→ WORK ITEM: Keep only the lines from the start of the data through the line containing "Target: speckled crest feather", and output them exactly.

→ RAW DATA:
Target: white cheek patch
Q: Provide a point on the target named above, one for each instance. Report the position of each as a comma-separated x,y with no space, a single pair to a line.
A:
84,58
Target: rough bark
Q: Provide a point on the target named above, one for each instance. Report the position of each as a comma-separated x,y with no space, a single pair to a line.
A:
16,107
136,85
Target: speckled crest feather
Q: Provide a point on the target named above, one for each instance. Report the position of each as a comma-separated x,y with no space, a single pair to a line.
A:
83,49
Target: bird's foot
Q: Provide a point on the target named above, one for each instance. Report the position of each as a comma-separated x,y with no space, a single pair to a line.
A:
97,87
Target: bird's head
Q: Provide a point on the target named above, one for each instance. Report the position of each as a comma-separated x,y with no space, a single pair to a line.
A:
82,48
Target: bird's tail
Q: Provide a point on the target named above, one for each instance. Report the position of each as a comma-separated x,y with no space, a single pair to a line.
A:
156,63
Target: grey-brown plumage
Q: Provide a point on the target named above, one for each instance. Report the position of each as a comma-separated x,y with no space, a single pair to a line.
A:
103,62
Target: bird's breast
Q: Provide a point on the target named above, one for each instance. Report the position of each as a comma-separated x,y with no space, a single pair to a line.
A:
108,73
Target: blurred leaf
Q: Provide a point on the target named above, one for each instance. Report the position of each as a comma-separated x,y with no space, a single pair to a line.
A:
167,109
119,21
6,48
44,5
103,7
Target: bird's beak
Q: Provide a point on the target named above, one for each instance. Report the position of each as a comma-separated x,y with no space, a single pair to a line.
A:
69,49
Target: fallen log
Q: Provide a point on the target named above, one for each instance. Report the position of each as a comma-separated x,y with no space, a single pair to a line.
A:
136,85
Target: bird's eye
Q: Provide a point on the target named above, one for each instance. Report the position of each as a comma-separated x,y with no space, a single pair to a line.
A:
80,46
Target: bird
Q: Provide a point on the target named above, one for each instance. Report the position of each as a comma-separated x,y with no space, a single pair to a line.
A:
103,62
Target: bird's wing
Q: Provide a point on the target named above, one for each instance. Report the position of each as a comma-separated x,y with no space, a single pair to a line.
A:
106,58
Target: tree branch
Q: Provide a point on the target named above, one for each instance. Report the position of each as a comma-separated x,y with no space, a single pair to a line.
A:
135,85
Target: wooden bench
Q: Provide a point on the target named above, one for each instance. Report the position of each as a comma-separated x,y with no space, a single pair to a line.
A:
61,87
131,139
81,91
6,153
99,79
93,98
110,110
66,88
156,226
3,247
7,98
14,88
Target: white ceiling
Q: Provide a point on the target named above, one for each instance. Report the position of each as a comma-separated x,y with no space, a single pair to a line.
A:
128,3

→ PROBLEM SOLUTION:
Target: white cheek patch
Q: Provide a point on the target named above, one for each instance. Report the position of each as a comma-separated x,y with no space, a single pair to a line.
A:
84,58
Target: rough bark
Q: Provide a point on the target named above, one for each instance. Report the position of each as a comma-separated x,y with no space, a single pair to a line.
A:
16,107
136,85
Target: speckled crest feather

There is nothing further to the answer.